▶ _ОТРЫВОК_

○ ○ ○ ○ ○

ПЕРВАЯ РУССКАЯ РЕВОЛЮЦИЯ 1905–1907 ГОДОВ

Полковник Зубатов и священник Гапон

   Террористические эксцессы сотрясали Россию в годы, предшествовавшие Русско-японской войне. Но гораздо большую опасность для монархии представляла быстро набиравшая силу радикальная партия – Российская социал-демократическая рабочая партия (РСДРП). Она расшатывала устои государства не индивидуальным террором, а планомерной организационной и пропагандистской работой по далеко идущей программе. РСДРП ставила своей целью свержение самодержавия и установление диктатуры, которую вожди и теоретики этой партии называли «диктатурой пролетариата».
   К началу Русско-японской войны РСДРП имела довольно заметное влияние среди рабочих центральных и западных губерний России и в крупнейших промышленных городах – Петербурге, Москве, Киеве, Одессе, Варшаве и других. Когда в связи с неудачами в войне недовольство царем и его правительством обострилось, именно эта партия оказалась впереди тех, кто решительнее, громче и нетерпеливее других заявлял о необходимости кардинальных перемен в жизни России.
   Сдерживающим началом в рабочем движении были лишь наиболее откровенные оппортунисты правого толка – легальные марксисты, «экономисты» и только что появившиеся на исторической сцене меньшевики, но их было мало, и на положение дел на заводах и фабриках они почти не влияли. Гораздо более эффективным средством борьбы с революцией были так называемые «зубатовские» организации, получившие название по фамилии их основателя – жандармского полковника Сергея Васильевича Зубатова, начальника Московского охранного отделения. Эти организации ориентировали рабочих на мирный диалог с предпринимателями и властями, на отказ от забастовок и тем более политических требований. Во главу угла ставилось улучшение экономического положения рабочих: повышение заработной платы, сокращение рабочего дня, улучшение условий труда и т. д. Из-за этого политику «зубатовских» организаций левые радикалы называли «полицейским социализмом». Но для царского правительства даже подобные организации были неприемлемы, ибо временами и их члены оказывались вовлеченными в стачки и забастовки, а значит, подрывали устои государства.

○ ○ ○ ○ ○

▶ _ИЗВЛЕЧЁННЫЕ ДАННЫЕ_
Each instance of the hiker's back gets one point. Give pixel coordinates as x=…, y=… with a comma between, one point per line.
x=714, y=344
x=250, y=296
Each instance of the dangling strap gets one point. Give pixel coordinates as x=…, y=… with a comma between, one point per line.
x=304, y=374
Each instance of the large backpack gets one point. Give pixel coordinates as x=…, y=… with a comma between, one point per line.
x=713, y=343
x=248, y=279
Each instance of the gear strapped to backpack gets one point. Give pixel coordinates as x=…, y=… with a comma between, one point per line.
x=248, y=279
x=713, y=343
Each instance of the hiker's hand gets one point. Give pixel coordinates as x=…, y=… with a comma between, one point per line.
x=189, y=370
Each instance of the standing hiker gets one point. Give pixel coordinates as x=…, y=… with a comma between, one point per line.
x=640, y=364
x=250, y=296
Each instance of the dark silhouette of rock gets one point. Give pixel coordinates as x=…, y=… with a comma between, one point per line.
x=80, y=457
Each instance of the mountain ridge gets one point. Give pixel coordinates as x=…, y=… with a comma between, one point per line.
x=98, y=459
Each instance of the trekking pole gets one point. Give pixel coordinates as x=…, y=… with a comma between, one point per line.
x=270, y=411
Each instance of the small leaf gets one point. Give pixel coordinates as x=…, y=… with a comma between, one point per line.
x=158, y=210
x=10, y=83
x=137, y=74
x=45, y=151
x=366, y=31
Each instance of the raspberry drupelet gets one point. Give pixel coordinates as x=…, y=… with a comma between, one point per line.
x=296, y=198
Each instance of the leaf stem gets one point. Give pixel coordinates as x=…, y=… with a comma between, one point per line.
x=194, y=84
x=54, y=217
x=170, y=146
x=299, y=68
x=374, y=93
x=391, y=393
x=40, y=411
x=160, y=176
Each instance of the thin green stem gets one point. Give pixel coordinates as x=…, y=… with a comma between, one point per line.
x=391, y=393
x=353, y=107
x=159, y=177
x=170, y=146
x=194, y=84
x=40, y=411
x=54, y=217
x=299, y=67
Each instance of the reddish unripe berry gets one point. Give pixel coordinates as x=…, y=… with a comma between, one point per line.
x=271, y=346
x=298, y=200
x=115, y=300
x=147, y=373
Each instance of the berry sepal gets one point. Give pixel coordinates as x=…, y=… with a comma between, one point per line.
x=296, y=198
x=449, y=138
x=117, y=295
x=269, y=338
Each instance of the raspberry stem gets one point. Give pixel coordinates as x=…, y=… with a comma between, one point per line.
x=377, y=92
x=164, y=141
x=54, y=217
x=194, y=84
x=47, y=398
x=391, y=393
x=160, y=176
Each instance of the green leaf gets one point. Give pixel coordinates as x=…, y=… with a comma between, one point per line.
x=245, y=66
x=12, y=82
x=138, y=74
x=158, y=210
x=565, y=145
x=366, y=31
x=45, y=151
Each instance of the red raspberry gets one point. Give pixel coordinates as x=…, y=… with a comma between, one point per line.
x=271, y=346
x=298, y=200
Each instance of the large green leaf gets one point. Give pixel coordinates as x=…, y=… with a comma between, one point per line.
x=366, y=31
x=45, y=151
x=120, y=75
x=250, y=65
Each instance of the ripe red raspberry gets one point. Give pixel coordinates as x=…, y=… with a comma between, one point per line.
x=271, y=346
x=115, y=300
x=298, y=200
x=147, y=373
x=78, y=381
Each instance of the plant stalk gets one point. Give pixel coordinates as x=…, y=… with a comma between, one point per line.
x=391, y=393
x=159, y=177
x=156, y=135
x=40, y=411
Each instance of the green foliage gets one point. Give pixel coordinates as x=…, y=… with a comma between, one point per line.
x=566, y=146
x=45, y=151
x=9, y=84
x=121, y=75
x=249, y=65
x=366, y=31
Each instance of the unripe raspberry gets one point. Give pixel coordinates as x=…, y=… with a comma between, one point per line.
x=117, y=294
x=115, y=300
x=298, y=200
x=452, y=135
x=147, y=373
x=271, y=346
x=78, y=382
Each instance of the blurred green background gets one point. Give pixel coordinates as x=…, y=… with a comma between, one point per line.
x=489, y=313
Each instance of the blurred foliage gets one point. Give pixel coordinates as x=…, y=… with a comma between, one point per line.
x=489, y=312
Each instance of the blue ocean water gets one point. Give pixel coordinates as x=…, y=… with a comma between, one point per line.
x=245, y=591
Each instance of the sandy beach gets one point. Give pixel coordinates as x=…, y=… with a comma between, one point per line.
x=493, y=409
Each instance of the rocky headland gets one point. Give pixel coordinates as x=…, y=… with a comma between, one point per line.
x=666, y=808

○ ○ ○ ○ ○

▶ _СПИСОК ЗАДАНИЙ_
1 > Определите, соответствуют ли отрывку о первой русской революции утверждения (a), (b) и (c). Для каждого ответьте «да» или «нет» и приведите точную цитату из отрывка, на которой основан ответ.
(a) РСДРП подрывала устои государства прежде всего индивидуальным террором.
(b) Зубатов возглавлял Московское охранное отделение.
(c) Меньшевики заметно влияли на положение дел на заводах и фабриках.
2 > Выведите без изменений фрагмент отрывка о первой русской революции: всё, начиная со слов «К началу Русско-японской» и вниз до слов «в жизни России.» включительно.
3 > Подхватите отрывок о первой русской революции и продолжите его, начиная сразу после последнего приведённого предложения.

▶ _ОТВЕТЫ К ЗАДАНИЯМ_
1 >
(a) Нет: «Она расшатывала устои государства не индивидуальным террором, а планомерной организационной и пропагандистской работой по далеко идущей программе».
(b) Да: «жандармского полковника Сергея Васильевича Зубатова, начальника Московского охранного отделения».
(c) Нет: «но их было мало, и на положение дел на заводах и фабриках они почти не влияли».

2 >
К началу Русско-японской войны РСДРП имела довольно заметное влияние среди рабочих центральных и западных губерний России и в крупнейших промышленных городах – Петербурге, Москве, Киеве, Одессе, Варшаве и других. Когда в связи с неудачами в войне недовольство царем и его правительством обострилось, именно эта партия оказалась впереди тех, кто решительнее, громче и нетерпеливее других заявлял о необходимости кардинальных перемен в жизни России.

3 >
   Расшатыванию самодержавия способствовали и меры либерализации режима, предпринятые П. Д. Святополк-Мирским (в 1904–1905 годах – министр внутренних дел). Он добился от Николая II частичной амнистии, ослабил цензуру, разрешил проведение земских съездов. В ноябре 1904 года министр выступил с проектом реформ о включении в Государственный совет выборных представителей от земств и городских дум, вернувшись к тому, чего почти четверть века назад М. Т. Лорис-Меликов добился от Александра II. 12 декабря 1904 года Николай II издал указ, обещавший ряд реформ.
   Радикальные элементы в России воспринимали все это как очевидное доказательство слабости самодержавия и усиливали натиск на него на всех фронтах. К этому надо добавить растущее недовольство в обществе бездарными действиями российских командующих в Русско-японской войне, а также тяжелое положение народных масс. Все это способствовало созданию в стране нестабильной, взрывоопасной обстановки. Наиболее угрожающая ситуация сложилась в столице империи – Санкт-Петербурге, где достаточно было одной искры, чтобы пожар революции вспыхнул.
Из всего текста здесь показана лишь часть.